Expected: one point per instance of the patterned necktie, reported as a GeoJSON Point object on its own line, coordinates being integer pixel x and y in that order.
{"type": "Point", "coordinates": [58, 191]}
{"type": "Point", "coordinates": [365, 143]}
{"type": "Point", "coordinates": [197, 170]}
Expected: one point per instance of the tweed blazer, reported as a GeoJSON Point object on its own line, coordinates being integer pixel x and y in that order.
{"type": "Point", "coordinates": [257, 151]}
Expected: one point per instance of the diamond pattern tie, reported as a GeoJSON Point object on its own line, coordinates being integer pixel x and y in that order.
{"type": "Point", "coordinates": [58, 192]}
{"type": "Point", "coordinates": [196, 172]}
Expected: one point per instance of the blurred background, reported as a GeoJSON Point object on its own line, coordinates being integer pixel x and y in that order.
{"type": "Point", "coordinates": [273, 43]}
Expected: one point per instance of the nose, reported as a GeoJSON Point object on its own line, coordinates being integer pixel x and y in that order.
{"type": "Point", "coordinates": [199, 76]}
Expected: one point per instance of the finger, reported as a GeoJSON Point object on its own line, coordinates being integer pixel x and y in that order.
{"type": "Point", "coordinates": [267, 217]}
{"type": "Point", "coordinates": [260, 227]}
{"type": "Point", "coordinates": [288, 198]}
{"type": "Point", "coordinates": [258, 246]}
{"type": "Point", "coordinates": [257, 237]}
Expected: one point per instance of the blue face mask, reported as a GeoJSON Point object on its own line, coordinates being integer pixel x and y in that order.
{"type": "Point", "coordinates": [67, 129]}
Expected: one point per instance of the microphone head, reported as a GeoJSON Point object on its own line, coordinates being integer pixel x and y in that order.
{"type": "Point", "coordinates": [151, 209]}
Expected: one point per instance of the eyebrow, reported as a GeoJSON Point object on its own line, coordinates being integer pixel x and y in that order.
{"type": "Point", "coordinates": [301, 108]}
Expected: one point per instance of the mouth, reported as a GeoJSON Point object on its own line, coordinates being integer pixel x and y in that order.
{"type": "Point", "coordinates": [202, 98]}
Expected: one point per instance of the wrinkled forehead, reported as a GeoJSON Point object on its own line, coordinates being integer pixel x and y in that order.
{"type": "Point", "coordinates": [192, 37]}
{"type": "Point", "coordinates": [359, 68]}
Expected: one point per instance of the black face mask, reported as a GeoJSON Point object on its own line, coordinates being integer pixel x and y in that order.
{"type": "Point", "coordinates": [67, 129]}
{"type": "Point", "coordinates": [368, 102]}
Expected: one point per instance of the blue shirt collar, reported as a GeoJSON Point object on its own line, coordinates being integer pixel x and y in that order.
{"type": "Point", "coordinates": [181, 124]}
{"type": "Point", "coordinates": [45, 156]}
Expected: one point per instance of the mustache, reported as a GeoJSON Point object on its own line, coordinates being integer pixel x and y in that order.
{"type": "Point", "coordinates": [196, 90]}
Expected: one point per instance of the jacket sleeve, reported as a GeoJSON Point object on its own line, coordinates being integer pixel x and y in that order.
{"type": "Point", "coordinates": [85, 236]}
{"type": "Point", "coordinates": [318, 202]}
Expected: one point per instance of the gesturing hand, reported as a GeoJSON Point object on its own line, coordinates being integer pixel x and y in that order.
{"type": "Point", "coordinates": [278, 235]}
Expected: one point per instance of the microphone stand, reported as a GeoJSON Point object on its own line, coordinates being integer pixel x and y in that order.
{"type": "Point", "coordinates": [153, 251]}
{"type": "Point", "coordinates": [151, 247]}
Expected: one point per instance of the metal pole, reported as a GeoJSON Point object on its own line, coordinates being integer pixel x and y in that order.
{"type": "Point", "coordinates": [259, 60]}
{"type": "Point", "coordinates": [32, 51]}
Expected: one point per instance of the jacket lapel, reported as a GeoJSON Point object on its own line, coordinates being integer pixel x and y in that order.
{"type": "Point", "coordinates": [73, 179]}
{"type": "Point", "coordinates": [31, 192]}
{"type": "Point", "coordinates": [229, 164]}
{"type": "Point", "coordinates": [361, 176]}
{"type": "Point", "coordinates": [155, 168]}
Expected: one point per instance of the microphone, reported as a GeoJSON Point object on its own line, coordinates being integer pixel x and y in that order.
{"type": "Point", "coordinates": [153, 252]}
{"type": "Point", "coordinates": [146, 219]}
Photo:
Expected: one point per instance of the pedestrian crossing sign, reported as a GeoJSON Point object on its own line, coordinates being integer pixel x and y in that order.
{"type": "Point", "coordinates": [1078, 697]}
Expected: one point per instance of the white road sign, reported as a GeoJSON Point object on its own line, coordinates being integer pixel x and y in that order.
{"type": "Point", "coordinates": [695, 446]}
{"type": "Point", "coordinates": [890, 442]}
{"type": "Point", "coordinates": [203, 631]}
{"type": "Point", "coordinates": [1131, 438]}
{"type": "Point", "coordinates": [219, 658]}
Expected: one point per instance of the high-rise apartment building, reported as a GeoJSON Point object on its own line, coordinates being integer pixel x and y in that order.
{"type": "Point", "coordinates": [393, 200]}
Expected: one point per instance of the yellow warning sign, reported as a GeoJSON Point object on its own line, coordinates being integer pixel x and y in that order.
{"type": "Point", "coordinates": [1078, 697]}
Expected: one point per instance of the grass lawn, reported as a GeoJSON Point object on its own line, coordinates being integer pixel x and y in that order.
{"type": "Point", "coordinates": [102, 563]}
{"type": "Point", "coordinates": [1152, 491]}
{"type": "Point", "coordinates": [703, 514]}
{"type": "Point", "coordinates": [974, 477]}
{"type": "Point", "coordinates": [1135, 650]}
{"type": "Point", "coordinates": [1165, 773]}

════════════════════

What is needed
Extract the data in full. Keep it word for word.

Result below
Expected: one point per instance of the patterned necktie, reported as a GeoJSON Point object on its own line, coordinates being integer pixel x and y in that order.
{"type": "Point", "coordinates": [58, 191]}
{"type": "Point", "coordinates": [365, 143]}
{"type": "Point", "coordinates": [197, 170]}
Expected: one point per instance of the tweed blazer, reported as a GeoJSON Point object on its own line, coordinates being integer pixel x and y in that order.
{"type": "Point", "coordinates": [257, 151]}
Expected: one point per instance of the diamond pattern tie, reported as a GeoJSON Point object on its own line, coordinates being integer pixel x and y in that order.
{"type": "Point", "coordinates": [58, 192]}
{"type": "Point", "coordinates": [196, 172]}
Expected: one point per instance of the blurred background, reported as a GeoJSON Point object on its own line, coordinates being integer pixel x and y in that order.
{"type": "Point", "coordinates": [273, 43]}
Expected: one point per instance of the nose, reported as a GeoJSON Point object on its own line, coordinates being integer pixel x and y in that order.
{"type": "Point", "coordinates": [199, 76]}
Expected: one point per instance of the finger, reported as a GeoJSON Point object on its own line, coordinates being integer pixel x and y in that order.
{"type": "Point", "coordinates": [267, 217]}
{"type": "Point", "coordinates": [260, 227]}
{"type": "Point", "coordinates": [288, 198]}
{"type": "Point", "coordinates": [258, 246]}
{"type": "Point", "coordinates": [257, 237]}
Expected: one point per instance of the blue face mask, reported as a GeoJSON Point object on its own line, coordinates being integer pixel x and y in that order.
{"type": "Point", "coordinates": [67, 129]}
Expected: one point per instance of the microphone head, reported as a GeoJSON Point object on its own line, coordinates being integer pixel x and y in that order.
{"type": "Point", "coordinates": [151, 209]}
Expected: one point per instance of the eyebrow, reported as a GeoJSON Point object on its own line, coordinates being integer pixel x and y in that order.
{"type": "Point", "coordinates": [301, 108]}
Expected: one point per instance of the mouth, reported as a GeoJSON Point object on its own line, coordinates being integer pixel x and y in that order.
{"type": "Point", "coordinates": [202, 98]}
Expected: one point per instance of the wrinkled forehead, reported as a GeoJSON Point object on its own line, coordinates being integer pixel x and y in that order.
{"type": "Point", "coordinates": [192, 37]}
{"type": "Point", "coordinates": [359, 68]}
Expected: one point per instance of the black face mask, reported as a GeoJSON Point object on its own line, coordinates being integer pixel x and y in that order.
{"type": "Point", "coordinates": [67, 129]}
{"type": "Point", "coordinates": [368, 102]}
Expected: one point per instance of the blue shirt collar, reported as a GeoJSON Point object on its own line, coordinates being integer pixel x and y in that order.
{"type": "Point", "coordinates": [181, 124]}
{"type": "Point", "coordinates": [45, 156]}
Expected: one point per instance of the mustache, reported as a GeoJSON Point object on its own line, coordinates being integer pixel x and y in that order.
{"type": "Point", "coordinates": [196, 90]}
Expected: one point per instance of the jacket sleeve, reported as a GeoJSON Point object on its own line, coordinates being integer pixel x and y in that order.
{"type": "Point", "coordinates": [85, 236]}
{"type": "Point", "coordinates": [318, 202]}
Expected: one point per instance of the gesturing hand, reported as a GeoJSON Point object on its own line, coordinates being integer pixel x and y in that order.
{"type": "Point", "coordinates": [278, 235]}
Expected: one point per instance of the microphone stand, reported as a GeoJSON Point object on its own line, coordinates being integer pixel x and y in that order.
{"type": "Point", "coordinates": [153, 251]}
{"type": "Point", "coordinates": [151, 247]}
Expected: one point per instance of the metal pole, reported as a GeoJSON Point object on its own line, coordinates being integer pixel x and y in that order.
{"type": "Point", "coordinates": [259, 60]}
{"type": "Point", "coordinates": [32, 51]}
Expected: one point per instance of the jacket lapel, reported as a GeoJSON Point object on its own line, coordinates being integer pixel x and y in that order.
{"type": "Point", "coordinates": [73, 179]}
{"type": "Point", "coordinates": [31, 192]}
{"type": "Point", "coordinates": [229, 164]}
{"type": "Point", "coordinates": [361, 176]}
{"type": "Point", "coordinates": [155, 168]}
Expected: one point per instance of the microphone, reported as a GeoJSON Point object on its own line, coordinates being integer pixel x and y in that order.
{"type": "Point", "coordinates": [153, 252]}
{"type": "Point", "coordinates": [146, 219]}
Photo:
Expected: one point per instance of the pedestrian crossing sign, reported as a GeoJSON Point object on its own line, coordinates being integer pixel x and y in that order.
{"type": "Point", "coordinates": [1078, 697]}
Expected: one point per instance of the white road sign, reported as a GeoJSON Point object on its own line, coordinates being integer pixel x and y in that order.
{"type": "Point", "coordinates": [695, 446]}
{"type": "Point", "coordinates": [890, 442]}
{"type": "Point", "coordinates": [203, 631]}
{"type": "Point", "coordinates": [1131, 438]}
{"type": "Point", "coordinates": [219, 658]}
Expected: one point per instance of the high-rise apartment building, reported as a GeoJSON Point object on its own line, coordinates being integer pixel x and y in that order.
{"type": "Point", "coordinates": [393, 200]}
Expected: one point per instance of the yellow warning sign, reported as a GeoJSON Point object on its own line, coordinates being integer pixel x and y in that order.
{"type": "Point", "coordinates": [1078, 697]}
Expected: one point per instance of the grass lawn, reported as a GeoJSON Point object on its own line, coordinates being integer pixel x and y in that order.
{"type": "Point", "coordinates": [102, 563]}
{"type": "Point", "coordinates": [1152, 491]}
{"type": "Point", "coordinates": [703, 514]}
{"type": "Point", "coordinates": [974, 477]}
{"type": "Point", "coordinates": [1135, 650]}
{"type": "Point", "coordinates": [1165, 773]}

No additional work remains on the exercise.